_GIVEN PASSAGE_.
The Prophet of Wal-Mart
Many years ago when I was healthier, I worked as a cart-pusher at Wal-Mart for a few months. One of my co-workers was a fellow named Chad.
Chad was a pretty big guy, just over six feet tall but not fat, just stocky. He was a ginger, but it was hard to tell because he always had his head shaved and was clean shaven. I think he'd mentioned being in the marines once, but no one else verified this. He wore those kind of coke-bottle glasses that looked as if they could hold goldfish in them. This only made him a little more intimidating.
Chad talked a lot about blowing up Wal-Mart. He said he could do it with some supplies from Sam's Club, where he'd worked before getting transferred over here. He had it all planned out. He tried to recruit me for this endeavor, but although I hated my job I wasn't particularly inclined to set off explosives in the town shopping center.
Chad claimed to have the gift of knowing when people die. He swore he was never wrong about this.
I had to ask. You know I did.
We stopped over at the side of the store so Chad could 'prepare'. He closed his eyes, and focused for a moment, before slowly pushing his index finger towards my forehead until it touched the skin. He concentrated. He opened his eyes again. "You will live to be eighty-three," I laughed, and told him about my kidney disease. "Eighty-three," he repeated, looking me square in the eyes through those coke-bottle glasses.
Eighty-three. Huh.
A lot of people close to me know that I have this weird thing with numbers. I like both eight and three, so eighty-three seemed like a good age to kick it. That's long enough to get a real creative-type career going, but not enough that you get so sick you can't function anymore. At least in the normal folks.

_STUDY MATERIAL_.
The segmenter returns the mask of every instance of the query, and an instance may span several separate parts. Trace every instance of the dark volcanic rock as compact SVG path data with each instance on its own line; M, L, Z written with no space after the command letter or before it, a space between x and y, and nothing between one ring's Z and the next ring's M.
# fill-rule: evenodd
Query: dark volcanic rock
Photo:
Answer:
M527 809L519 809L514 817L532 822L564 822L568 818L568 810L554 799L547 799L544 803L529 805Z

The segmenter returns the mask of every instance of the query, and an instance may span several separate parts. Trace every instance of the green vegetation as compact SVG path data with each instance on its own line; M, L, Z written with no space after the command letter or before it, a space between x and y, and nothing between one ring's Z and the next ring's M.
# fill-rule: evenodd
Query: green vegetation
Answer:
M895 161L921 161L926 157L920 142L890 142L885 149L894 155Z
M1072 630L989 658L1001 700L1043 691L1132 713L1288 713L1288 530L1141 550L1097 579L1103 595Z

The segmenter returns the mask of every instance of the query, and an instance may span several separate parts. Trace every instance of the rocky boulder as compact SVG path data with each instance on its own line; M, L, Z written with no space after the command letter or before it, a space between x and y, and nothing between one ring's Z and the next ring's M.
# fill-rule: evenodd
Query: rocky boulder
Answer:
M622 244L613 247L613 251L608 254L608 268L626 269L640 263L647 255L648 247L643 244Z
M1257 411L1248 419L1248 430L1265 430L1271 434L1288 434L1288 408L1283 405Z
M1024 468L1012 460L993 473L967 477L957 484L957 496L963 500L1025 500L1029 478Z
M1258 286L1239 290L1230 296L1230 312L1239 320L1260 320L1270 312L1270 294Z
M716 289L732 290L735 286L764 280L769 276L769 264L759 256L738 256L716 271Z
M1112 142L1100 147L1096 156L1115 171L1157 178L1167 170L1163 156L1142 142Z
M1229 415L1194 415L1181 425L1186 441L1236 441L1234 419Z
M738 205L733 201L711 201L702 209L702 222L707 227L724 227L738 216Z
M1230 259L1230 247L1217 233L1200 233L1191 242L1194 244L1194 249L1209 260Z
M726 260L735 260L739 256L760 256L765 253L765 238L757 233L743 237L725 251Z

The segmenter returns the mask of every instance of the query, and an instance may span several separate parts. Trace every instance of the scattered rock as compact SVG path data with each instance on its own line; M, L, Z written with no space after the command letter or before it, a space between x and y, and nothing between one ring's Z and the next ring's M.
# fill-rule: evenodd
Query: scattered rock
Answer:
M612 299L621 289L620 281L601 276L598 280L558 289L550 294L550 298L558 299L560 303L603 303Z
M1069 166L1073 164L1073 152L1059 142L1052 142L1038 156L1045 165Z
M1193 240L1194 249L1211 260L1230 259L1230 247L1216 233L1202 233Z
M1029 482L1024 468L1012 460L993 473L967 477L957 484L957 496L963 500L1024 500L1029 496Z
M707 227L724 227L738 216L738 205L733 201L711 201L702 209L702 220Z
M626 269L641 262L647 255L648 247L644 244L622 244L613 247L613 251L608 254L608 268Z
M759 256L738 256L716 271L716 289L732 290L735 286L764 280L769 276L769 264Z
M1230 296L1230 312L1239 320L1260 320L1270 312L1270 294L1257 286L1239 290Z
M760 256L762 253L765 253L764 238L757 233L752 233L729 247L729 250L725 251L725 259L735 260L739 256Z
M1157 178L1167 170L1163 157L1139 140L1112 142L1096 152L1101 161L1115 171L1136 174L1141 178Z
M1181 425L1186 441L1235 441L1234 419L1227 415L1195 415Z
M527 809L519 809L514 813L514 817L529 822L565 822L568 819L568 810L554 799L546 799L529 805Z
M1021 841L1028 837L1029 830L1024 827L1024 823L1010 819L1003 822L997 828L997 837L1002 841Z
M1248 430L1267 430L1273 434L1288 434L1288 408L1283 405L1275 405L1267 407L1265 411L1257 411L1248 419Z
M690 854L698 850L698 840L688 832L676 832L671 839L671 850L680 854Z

_TASKS TO PERFORM_.
1 – Transcribe the part of the Wal-Mart coworker story that starts at "Eighty-three. Huh." and ends at "the normal folks.".
2 – Translate this sentence from the Wal-Mart coworker story into Spanish: "Chad claimed to have the gift of knowing when people die."
3 – Pick up the Wal-Mart coworker story after its last sentence and carry it further.

_YOUR WRITTEN ANSWERS_.
1 –
Eighty-three. Huh.
A lot of people close to me know that I have this weird thing with numbers. I like both eight and three, so eighty-three seemed like a good age to kick it. That's long enough to get a real creative-type career going, but not enough that you get so sick you can't function anymore. At least in the normal folks.

2 – Chad afirmaba tener el don de saber cuándo muere la gente.

3 –
Even when I was in the ER a year and a half ago, I kept thinking, "I can't possibly die yet, I'm not eighty-three."
I remember thinking that surely my disability case and health problems would be over by the time I was thirty-three, and being upset when it didn't work out that way. Now I'm focused on the number thirty-six, which will be my birthday this year. If these new drugs continue to work, I 'might' just pull my wish off. I have the weird idea in my head of some sort of thirty-six year symmetry, whereupon after this birthday I'll have a thirty-six year long golden age where everything works out for a change. As if I will finally be rewarded for my endurance.
36 + 36 = 72? Well, yeah, but maybe it's eleven years of retirement? I don't like either seven or eleven as numbers, so maybe that means that I'll crash and burn after being successful for so long? My calculations are incomplete.
A couple of weeks after Chad did his voodoo, he was fired for assaulting a customer in the parking lot. I never saw him again.
thebeliever:
Make this a Story. You already have the title. Or it could be part of a larger story. Fascinating, people are fascinating. Endlessly.